START Given records

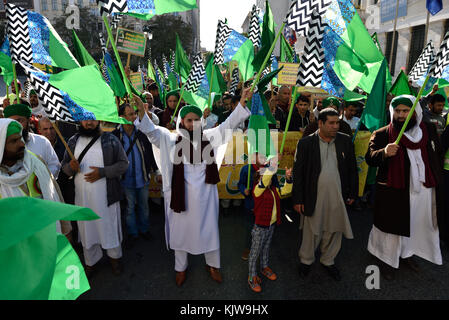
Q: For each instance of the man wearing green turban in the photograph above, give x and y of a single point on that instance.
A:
(36, 143)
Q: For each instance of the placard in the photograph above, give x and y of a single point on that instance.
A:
(136, 80)
(289, 74)
(129, 41)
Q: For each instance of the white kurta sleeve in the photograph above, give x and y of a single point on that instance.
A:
(237, 116)
(51, 158)
(154, 118)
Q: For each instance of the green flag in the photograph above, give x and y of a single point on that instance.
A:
(401, 86)
(374, 114)
(268, 35)
(357, 58)
(38, 263)
(81, 54)
(84, 93)
(259, 137)
(6, 63)
(287, 54)
(151, 73)
(182, 63)
(113, 77)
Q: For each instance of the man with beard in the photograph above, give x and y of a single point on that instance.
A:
(281, 113)
(34, 142)
(171, 101)
(190, 174)
(22, 173)
(324, 180)
(97, 186)
(408, 178)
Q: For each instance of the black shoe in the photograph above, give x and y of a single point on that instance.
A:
(117, 267)
(411, 263)
(146, 235)
(333, 272)
(386, 271)
(304, 270)
(131, 241)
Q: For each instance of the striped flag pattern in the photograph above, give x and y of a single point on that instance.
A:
(421, 65)
(196, 74)
(311, 69)
(300, 14)
(254, 27)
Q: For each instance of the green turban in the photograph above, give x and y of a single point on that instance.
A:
(187, 109)
(403, 99)
(13, 127)
(331, 101)
(17, 110)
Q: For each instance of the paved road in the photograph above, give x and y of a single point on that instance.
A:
(148, 269)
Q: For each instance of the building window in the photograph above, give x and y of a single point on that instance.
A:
(388, 50)
(416, 45)
(44, 5)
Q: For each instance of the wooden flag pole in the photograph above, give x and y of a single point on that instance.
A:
(256, 80)
(412, 110)
(288, 119)
(117, 56)
(209, 104)
(394, 34)
(55, 126)
(427, 26)
(16, 86)
(177, 106)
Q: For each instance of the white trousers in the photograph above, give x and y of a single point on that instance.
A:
(95, 253)
(181, 261)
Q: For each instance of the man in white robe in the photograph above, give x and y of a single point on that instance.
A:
(193, 228)
(34, 142)
(405, 210)
(97, 186)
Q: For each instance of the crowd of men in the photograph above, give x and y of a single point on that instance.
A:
(110, 172)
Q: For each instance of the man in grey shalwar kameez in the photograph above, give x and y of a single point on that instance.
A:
(325, 177)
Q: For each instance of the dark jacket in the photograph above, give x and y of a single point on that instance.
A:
(115, 164)
(307, 168)
(145, 150)
(392, 206)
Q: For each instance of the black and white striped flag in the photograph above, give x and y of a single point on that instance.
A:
(50, 96)
(300, 13)
(223, 32)
(311, 69)
(235, 81)
(442, 59)
(254, 27)
(423, 63)
(196, 74)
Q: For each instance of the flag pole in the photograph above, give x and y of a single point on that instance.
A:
(288, 119)
(177, 106)
(427, 26)
(412, 110)
(210, 86)
(394, 33)
(16, 86)
(117, 56)
(55, 126)
(256, 80)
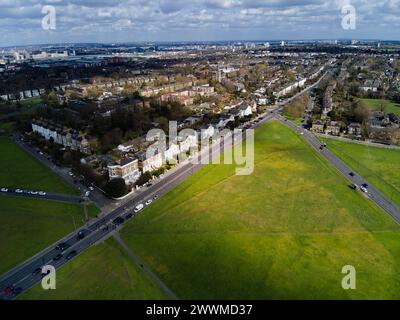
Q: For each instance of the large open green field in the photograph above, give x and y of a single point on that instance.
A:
(284, 232)
(381, 166)
(28, 226)
(104, 272)
(20, 170)
(375, 105)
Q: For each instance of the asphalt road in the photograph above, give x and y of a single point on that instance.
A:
(22, 276)
(96, 196)
(373, 193)
(44, 196)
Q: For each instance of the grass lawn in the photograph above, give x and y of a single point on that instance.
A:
(375, 105)
(284, 232)
(20, 170)
(28, 226)
(116, 276)
(380, 166)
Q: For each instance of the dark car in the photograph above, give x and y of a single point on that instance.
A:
(118, 221)
(62, 246)
(128, 216)
(57, 257)
(81, 235)
(71, 255)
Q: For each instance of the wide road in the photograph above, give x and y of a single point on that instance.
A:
(373, 193)
(23, 276)
(41, 196)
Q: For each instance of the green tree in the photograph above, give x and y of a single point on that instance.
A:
(116, 188)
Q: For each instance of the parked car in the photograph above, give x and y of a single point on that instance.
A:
(81, 235)
(62, 246)
(58, 257)
(364, 189)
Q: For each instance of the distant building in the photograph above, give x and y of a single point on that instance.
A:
(318, 127)
(127, 169)
(354, 129)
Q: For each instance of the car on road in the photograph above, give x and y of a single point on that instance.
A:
(58, 257)
(138, 208)
(129, 216)
(72, 254)
(364, 189)
(62, 246)
(80, 235)
(118, 221)
(37, 271)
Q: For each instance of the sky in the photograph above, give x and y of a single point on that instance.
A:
(112, 21)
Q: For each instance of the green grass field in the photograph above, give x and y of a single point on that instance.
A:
(375, 105)
(20, 170)
(284, 232)
(380, 166)
(105, 272)
(28, 226)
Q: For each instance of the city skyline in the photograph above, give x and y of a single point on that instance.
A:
(209, 20)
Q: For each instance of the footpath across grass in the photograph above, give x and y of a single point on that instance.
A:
(284, 232)
(27, 226)
(104, 272)
(380, 166)
(375, 105)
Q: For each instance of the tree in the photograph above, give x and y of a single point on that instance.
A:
(116, 188)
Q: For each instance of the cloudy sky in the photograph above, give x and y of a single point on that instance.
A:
(184, 20)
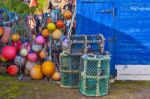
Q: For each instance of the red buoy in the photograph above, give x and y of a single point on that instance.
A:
(12, 70)
(9, 52)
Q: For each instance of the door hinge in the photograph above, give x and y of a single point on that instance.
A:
(108, 11)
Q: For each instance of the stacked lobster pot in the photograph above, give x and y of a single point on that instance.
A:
(74, 47)
(94, 75)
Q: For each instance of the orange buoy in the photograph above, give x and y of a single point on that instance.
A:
(68, 14)
(57, 34)
(60, 24)
(36, 73)
(56, 76)
(43, 54)
(45, 33)
(33, 3)
(48, 68)
(1, 31)
(15, 37)
(51, 26)
(6, 35)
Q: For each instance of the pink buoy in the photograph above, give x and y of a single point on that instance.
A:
(6, 35)
(32, 57)
(12, 70)
(9, 52)
(27, 46)
(19, 61)
(40, 39)
(29, 65)
(17, 45)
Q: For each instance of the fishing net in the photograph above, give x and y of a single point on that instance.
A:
(80, 44)
(69, 67)
(94, 78)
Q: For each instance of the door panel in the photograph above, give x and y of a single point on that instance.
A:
(94, 17)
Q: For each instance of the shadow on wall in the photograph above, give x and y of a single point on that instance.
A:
(124, 49)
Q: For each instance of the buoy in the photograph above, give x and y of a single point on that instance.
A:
(48, 68)
(60, 24)
(15, 37)
(29, 65)
(32, 57)
(33, 3)
(43, 54)
(56, 76)
(57, 34)
(68, 14)
(49, 20)
(6, 35)
(36, 47)
(23, 52)
(1, 31)
(19, 61)
(40, 40)
(9, 52)
(36, 73)
(45, 33)
(17, 45)
(12, 70)
(51, 26)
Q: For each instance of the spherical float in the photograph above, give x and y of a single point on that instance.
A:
(23, 52)
(32, 57)
(65, 43)
(15, 37)
(29, 65)
(67, 14)
(6, 35)
(9, 52)
(27, 72)
(36, 73)
(51, 26)
(56, 76)
(36, 47)
(57, 34)
(1, 31)
(19, 61)
(43, 54)
(26, 45)
(12, 70)
(3, 59)
(60, 24)
(48, 68)
(49, 20)
(40, 39)
(45, 33)
(17, 45)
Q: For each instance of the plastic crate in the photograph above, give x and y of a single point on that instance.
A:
(69, 67)
(94, 85)
(83, 44)
(94, 65)
(94, 78)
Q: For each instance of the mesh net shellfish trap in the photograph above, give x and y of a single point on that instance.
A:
(94, 78)
(69, 67)
(80, 44)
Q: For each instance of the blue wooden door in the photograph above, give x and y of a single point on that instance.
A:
(132, 32)
(97, 16)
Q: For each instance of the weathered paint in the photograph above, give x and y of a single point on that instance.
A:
(127, 33)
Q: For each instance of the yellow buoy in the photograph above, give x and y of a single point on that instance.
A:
(48, 68)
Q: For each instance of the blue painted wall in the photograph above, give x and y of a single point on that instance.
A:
(127, 33)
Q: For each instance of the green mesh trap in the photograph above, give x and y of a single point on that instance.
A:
(94, 78)
(80, 44)
(69, 67)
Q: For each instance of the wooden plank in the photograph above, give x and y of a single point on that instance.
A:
(133, 69)
(134, 77)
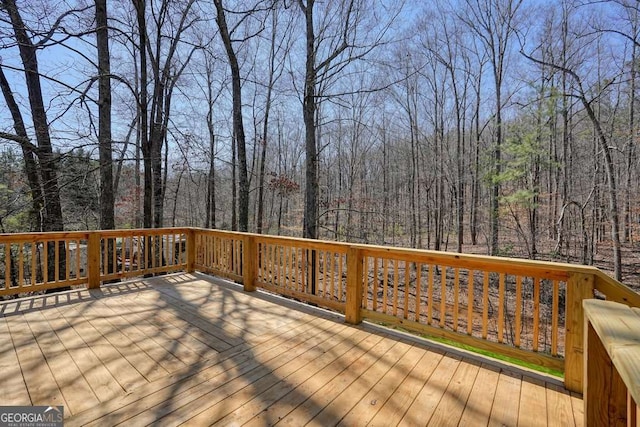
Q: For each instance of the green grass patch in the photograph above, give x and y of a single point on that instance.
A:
(487, 353)
(498, 356)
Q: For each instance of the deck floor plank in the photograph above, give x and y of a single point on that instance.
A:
(329, 368)
(148, 343)
(182, 389)
(191, 349)
(103, 384)
(429, 397)
(533, 403)
(345, 399)
(478, 408)
(333, 381)
(40, 382)
(559, 410)
(263, 409)
(125, 374)
(367, 408)
(208, 407)
(237, 408)
(14, 390)
(451, 406)
(506, 402)
(69, 379)
(400, 401)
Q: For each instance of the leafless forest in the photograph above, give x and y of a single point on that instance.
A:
(503, 127)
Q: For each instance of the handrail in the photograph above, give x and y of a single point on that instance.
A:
(612, 351)
(530, 310)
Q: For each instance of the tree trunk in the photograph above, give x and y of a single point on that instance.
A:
(30, 163)
(310, 221)
(238, 126)
(107, 218)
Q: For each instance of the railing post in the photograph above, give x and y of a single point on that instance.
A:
(249, 263)
(579, 287)
(191, 250)
(353, 312)
(93, 260)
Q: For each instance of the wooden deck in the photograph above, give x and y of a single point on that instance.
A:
(187, 348)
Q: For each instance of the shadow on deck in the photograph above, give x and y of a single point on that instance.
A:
(189, 348)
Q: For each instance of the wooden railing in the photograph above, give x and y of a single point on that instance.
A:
(32, 262)
(612, 354)
(528, 310)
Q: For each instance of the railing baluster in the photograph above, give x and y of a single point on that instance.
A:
(21, 264)
(456, 297)
(501, 311)
(7, 265)
(536, 313)
(385, 283)
(418, 288)
(407, 274)
(554, 318)
(375, 284)
(430, 285)
(518, 310)
(470, 301)
(443, 295)
(485, 305)
(395, 287)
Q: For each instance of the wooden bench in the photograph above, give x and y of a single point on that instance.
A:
(611, 364)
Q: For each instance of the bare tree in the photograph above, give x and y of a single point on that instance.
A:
(493, 22)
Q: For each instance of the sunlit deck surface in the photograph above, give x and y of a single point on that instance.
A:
(189, 348)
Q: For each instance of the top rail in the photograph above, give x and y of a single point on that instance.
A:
(612, 332)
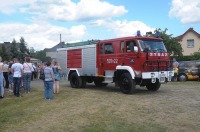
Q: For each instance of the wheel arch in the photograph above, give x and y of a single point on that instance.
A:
(123, 69)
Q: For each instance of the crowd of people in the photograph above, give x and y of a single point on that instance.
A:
(14, 75)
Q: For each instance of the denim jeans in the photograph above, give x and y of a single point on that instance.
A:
(48, 89)
(27, 81)
(1, 84)
(16, 81)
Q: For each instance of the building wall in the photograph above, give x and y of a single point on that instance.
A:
(187, 50)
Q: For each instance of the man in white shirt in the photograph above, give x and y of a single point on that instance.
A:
(1, 79)
(17, 70)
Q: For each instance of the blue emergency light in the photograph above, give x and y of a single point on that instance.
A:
(157, 35)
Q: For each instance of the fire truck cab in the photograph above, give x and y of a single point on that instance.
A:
(127, 62)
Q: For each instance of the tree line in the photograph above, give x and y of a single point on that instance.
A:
(21, 50)
(171, 43)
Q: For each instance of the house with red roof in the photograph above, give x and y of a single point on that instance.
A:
(190, 42)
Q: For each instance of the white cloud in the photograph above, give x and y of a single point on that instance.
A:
(40, 36)
(188, 11)
(10, 6)
(125, 28)
(66, 10)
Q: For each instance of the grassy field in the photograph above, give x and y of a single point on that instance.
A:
(175, 107)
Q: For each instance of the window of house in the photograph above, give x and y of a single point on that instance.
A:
(109, 48)
(190, 43)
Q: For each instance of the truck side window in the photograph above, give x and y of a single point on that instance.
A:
(109, 48)
(122, 46)
(130, 46)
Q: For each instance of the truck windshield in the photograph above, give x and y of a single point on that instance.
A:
(152, 46)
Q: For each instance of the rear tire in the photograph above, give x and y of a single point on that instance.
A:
(127, 84)
(99, 82)
(75, 80)
(153, 86)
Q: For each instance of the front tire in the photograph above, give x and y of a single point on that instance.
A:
(127, 84)
(153, 86)
(75, 80)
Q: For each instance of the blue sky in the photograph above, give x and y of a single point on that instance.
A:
(41, 22)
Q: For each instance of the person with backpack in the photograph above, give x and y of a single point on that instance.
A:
(48, 81)
(56, 68)
(17, 70)
(27, 73)
(1, 79)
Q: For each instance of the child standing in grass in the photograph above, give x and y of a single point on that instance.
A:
(48, 81)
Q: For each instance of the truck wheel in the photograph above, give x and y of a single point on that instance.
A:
(127, 84)
(153, 86)
(182, 77)
(98, 82)
(75, 80)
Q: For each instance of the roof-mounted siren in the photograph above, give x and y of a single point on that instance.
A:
(157, 35)
(138, 33)
(148, 34)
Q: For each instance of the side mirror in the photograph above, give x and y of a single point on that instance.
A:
(135, 49)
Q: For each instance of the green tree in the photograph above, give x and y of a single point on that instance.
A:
(4, 53)
(23, 49)
(172, 43)
(14, 50)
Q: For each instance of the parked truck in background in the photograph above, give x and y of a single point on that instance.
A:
(127, 62)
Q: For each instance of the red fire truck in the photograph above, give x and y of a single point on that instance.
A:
(127, 62)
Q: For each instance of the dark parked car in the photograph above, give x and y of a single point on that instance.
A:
(189, 70)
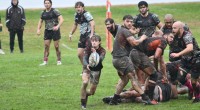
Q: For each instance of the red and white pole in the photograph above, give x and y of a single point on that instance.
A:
(108, 34)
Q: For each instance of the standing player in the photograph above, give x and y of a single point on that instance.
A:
(146, 21)
(53, 20)
(189, 61)
(87, 24)
(123, 43)
(15, 22)
(91, 74)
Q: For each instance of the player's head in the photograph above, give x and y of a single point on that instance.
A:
(110, 23)
(178, 28)
(169, 38)
(95, 41)
(47, 4)
(79, 6)
(143, 7)
(14, 2)
(157, 33)
(169, 20)
(128, 21)
(141, 3)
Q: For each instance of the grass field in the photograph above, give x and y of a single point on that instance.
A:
(24, 85)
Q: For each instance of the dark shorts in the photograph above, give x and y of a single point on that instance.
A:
(140, 60)
(50, 34)
(83, 41)
(123, 65)
(195, 71)
(94, 76)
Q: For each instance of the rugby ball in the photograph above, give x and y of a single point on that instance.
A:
(94, 59)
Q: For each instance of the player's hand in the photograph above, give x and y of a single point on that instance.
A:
(55, 28)
(70, 36)
(174, 55)
(93, 49)
(88, 67)
(38, 32)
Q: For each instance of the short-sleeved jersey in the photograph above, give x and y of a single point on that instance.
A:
(150, 45)
(146, 23)
(181, 43)
(50, 18)
(166, 30)
(101, 51)
(121, 46)
(83, 19)
(117, 27)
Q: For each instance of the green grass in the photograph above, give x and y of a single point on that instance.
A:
(24, 85)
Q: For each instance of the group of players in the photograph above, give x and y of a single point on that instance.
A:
(138, 57)
(137, 54)
(131, 58)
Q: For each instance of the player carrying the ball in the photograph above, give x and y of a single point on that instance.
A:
(91, 72)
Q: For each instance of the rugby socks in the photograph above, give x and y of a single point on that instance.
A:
(189, 85)
(196, 90)
(114, 100)
(46, 59)
(83, 102)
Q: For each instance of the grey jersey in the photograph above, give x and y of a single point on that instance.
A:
(83, 20)
(50, 18)
(121, 46)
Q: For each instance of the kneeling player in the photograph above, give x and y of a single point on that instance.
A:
(91, 74)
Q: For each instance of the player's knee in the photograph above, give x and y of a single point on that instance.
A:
(153, 76)
(85, 83)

END Given records

### Problem description
Would you copy out exactly the lines above that start at the one containing "Q: For each instance of the grass lawn" and end at the one containing "Q: For each instance of the wide", inclusive?

### Solution to this task
Q: For each instance of the grass lawn in the photograph above, give x and y of a single point on that instance.
A:
(375, 105)
(284, 232)
(20, 170)
(28, 226)
(116, 276)
(380, 166)
Q: For each instance of the dark car in the photograph above, give x and y of a single point on that instance.
A:
(118, 221)
(62, 246)
(128, 216)
(57, 257)
(81, 235)
(71, 255)
Q: For each instance of the wide road in the photograph above, give x and y of a single point on that instance.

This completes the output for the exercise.